- Stated exercise 1:
Set down the CSO pay article word for word, everything from "Clarification: Ebony Azumah’s" down to "among other concerns.".
>> start Page extract
Student Execs Defend Pay

Clarification: Ebony Azumah’s paid position at the Intercultural Center is not affected by the current CSO pay debate. Her compensation funding comes from a different fund outside of the Student Activity Fee.

The Sept. 20 issue of the Foghorn reported that ASUSF Senate is considering cutting compensation for Chartered Student Organizations (CSOs) in order to not dip into their reserve budget for the second year in a row. They would also like to see non-compensated clubs receiving more funding opportunities, since 37 percent of the Senate budget goes towards CSO pay. Two organizations — Fog Squad and Greek Council — have already opted to remove pay for their executive board members.

However, the idea of cutting compensation is not popular among many CSO executives, who have pointed to the considerable amount of time that must be dedicated to their positions, among other concerns.

In response to the news story, four CSO executives from the Foghorn, USFtv, Culturally Focused Clubs Council (CFCC) and Intercultural Centers offered their opinions on eliminating compensation.
>> end Page extract
>> start Information given
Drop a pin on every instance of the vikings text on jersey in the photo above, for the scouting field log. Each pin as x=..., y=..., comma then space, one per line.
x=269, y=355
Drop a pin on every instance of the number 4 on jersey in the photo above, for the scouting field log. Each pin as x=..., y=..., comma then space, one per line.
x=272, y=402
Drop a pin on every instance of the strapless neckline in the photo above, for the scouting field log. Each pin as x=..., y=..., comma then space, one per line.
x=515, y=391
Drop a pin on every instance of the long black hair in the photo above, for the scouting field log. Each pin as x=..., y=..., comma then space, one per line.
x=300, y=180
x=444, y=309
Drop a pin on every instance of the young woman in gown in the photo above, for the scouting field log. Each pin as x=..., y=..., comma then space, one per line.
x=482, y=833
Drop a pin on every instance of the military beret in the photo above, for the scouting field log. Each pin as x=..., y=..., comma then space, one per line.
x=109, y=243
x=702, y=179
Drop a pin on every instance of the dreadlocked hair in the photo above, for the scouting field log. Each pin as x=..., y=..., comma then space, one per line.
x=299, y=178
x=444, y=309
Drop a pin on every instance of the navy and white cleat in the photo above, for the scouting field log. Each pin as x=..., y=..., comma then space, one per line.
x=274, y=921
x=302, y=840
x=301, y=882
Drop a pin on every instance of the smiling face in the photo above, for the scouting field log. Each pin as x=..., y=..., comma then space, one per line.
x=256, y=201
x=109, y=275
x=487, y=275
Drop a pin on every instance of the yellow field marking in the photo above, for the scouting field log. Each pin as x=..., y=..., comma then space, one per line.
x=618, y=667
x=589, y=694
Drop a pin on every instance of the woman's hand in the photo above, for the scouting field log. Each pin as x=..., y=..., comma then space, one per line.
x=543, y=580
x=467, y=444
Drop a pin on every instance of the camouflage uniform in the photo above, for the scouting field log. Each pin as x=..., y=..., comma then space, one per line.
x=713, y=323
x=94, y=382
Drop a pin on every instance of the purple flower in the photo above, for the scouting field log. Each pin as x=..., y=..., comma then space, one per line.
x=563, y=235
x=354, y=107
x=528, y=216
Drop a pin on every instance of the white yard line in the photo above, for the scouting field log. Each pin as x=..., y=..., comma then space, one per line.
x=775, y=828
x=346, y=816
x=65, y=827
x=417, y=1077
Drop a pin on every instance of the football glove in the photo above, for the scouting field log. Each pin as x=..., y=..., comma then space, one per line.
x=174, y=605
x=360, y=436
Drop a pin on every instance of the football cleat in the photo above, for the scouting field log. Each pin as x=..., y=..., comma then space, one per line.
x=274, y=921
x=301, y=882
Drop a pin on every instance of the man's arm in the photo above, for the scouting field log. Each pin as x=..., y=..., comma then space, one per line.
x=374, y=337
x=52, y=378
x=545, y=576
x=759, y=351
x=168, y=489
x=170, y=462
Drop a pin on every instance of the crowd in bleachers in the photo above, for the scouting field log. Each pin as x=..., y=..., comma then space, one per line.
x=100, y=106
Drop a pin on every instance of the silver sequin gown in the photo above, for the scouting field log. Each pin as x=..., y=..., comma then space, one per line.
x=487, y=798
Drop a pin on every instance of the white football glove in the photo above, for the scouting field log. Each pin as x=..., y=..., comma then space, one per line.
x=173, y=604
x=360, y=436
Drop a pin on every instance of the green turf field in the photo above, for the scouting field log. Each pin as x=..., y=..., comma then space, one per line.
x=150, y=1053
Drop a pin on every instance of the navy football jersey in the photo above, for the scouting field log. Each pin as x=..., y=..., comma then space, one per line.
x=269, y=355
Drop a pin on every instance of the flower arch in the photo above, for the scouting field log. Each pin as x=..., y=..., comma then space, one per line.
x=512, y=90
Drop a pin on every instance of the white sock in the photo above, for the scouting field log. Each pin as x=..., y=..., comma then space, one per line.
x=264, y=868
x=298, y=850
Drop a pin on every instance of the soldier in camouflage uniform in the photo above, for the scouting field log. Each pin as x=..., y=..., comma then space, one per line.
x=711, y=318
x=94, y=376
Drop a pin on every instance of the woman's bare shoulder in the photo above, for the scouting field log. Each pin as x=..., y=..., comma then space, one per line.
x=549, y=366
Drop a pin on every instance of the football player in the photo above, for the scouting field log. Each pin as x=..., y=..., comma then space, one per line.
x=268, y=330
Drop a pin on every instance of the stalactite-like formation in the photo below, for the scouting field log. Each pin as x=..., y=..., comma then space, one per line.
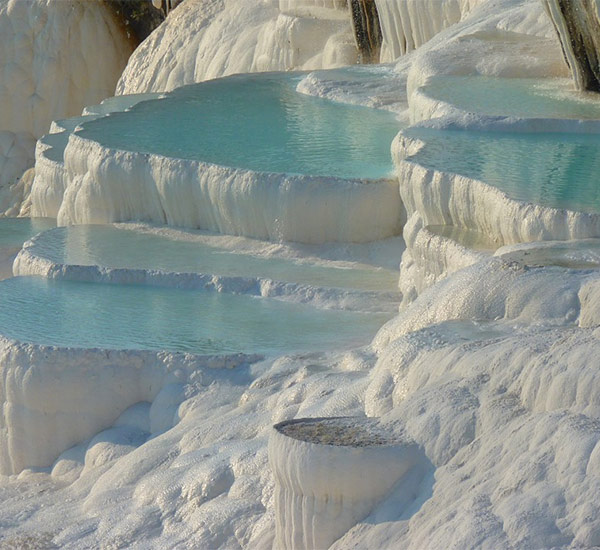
x=367, y=29
x=577, y=23
x=140, y=17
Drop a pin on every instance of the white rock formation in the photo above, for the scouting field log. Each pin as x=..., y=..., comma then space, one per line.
x=578, y=26
x=408, y=24
x=330, y=473
x=204, y=39
x=187, y=193
x=55, y=58
x=49, y=403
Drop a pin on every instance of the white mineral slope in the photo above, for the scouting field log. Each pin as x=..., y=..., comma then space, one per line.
x=27, y=262
x=49, y=403
x=508, y=421
x=204, y=39
x=408, y=24
x=195, y=194
x=505, y=38
x=56, y=57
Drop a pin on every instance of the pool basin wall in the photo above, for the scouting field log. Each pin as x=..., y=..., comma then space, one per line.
x=102, y=185
x=54, y=398
x=433, y=197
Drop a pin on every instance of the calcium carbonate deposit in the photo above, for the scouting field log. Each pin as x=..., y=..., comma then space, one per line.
x=340, y=307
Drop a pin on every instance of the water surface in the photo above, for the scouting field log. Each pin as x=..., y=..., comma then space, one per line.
x=257, y=122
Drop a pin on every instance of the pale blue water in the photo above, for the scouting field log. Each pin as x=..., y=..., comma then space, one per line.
x=257, y=122
x=109, y=246
x=559, y=170
x=85, y=315
x=522, y=97
x=15, y=231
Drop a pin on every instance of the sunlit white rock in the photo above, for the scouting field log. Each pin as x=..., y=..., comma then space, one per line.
x=204, y=39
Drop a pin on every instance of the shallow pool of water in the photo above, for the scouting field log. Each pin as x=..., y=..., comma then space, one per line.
x=256, y=122
x=86, y=315
x=522, y=97
x=559, y=170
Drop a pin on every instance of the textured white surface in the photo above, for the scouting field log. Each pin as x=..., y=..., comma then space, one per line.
x=56, y=57
x=408, y=24
x=204, y=39
x=493, y=372
x=321, y=490
x=54, y=398
x=194, y=194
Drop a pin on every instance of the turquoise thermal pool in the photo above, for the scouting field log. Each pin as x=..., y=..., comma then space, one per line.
x=258, y=123
x=15, y=231
x=522, y=97
x=88, y=315
x=118, y=247
x=558, y=170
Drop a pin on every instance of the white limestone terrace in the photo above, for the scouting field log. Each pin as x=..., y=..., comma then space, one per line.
x=497, y=383
x=319, y=175
x=183, y=259
x=205, y=39
x=49, y=404
x=49, y=49
x=320, y=487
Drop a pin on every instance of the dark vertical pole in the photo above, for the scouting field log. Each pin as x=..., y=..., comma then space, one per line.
x=367, y=29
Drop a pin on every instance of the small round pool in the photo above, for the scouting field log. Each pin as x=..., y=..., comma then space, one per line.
x=558, y=170
x=255, y=122
x=87, y=315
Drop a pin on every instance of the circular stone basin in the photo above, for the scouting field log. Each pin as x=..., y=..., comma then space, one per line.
x=521, y=97
x=122, y=247
x=15, y=231
x=87, y=315
x=577, y=254
x=344, y=431
x=330, y=473
x=558, y=170
x=258, y=123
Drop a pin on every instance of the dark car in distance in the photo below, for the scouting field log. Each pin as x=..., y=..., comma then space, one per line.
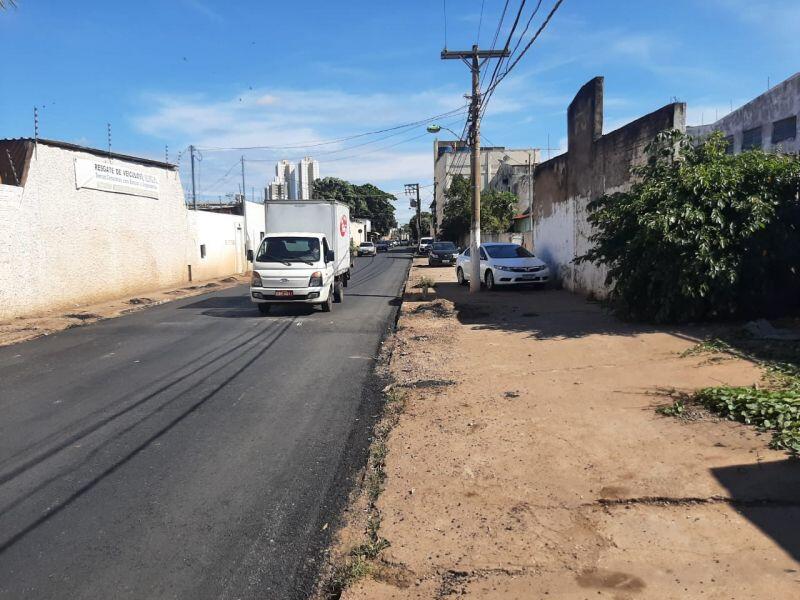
x=442, y=253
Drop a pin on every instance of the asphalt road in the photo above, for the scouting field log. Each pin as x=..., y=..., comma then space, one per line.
x=192, y=450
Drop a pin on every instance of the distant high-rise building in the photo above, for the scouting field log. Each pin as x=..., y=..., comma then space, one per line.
x=283, y=186
x=293, y=182
x=307, y=172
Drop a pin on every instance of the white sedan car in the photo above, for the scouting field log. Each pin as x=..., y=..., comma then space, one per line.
x=503, y=264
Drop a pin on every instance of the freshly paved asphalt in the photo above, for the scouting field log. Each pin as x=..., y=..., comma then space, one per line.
x=191, y=450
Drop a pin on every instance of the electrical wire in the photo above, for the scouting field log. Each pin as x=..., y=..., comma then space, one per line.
x=318, y=143
x=480, y=22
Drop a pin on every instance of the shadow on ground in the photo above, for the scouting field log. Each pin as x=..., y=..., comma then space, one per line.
x=240, y=307
x=768, y=495
x=544, y=313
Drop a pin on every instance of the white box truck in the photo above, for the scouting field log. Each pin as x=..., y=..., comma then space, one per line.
x=304, y=256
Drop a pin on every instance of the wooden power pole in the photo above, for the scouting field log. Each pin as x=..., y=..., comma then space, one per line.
>> end Information given
- Stated exercise 2:
Rewrite everything from the first of the rows down to the line containing "x=515, y=391" as a JSON list of strings, one string per line, with blank lines left out.

- Finished answer 1:
Clarification: Ebony Azumah’s paid position at the Intercultural Center is not affected by the current CSO pay debate. Her compensation funding comes from a different fund outside of the Student Activity Fee.

The Sept. 20 issue of the Foghorn reported that ASUSF Senate is considering cutting compensation for Chartered Student Organizations (CSOs) in order to not dip into their reserve budget for the second year in a row. They would also like to see non-compensated clubs receiving more funding opportunities, since 37 percent of the Senate budget goes towards CSO pay. Two organizations — Fog Squad and Greek Council — have already opted to remove pay for their executive board members.

However, the idea of cutting compensation is not popular among many CSO executives, who have pointed to the considerable amount of time that must be dedicated to their positions, among other concerns.

- Finished answer 2:
[
  "Drop a pin on every instance of the vikings text on jersey in the photo above, for the scouting field log. Each pin as x=..., y=..., comma then space, one per line.",
  "x=269, y=355",
  "Drop a pin on every instance of the number 4 on jersey in the photo above, for the scouting field log. Each pin as x=..., y=..., comma then space, one per line.",
  "x=272, y=402",
  "Drop a pin on every instance of the strapless neckline in the photo above, for the scouting field log. Each pin as x=..., y=..., comma then space, one per line.",
  "x=515, y=391"
]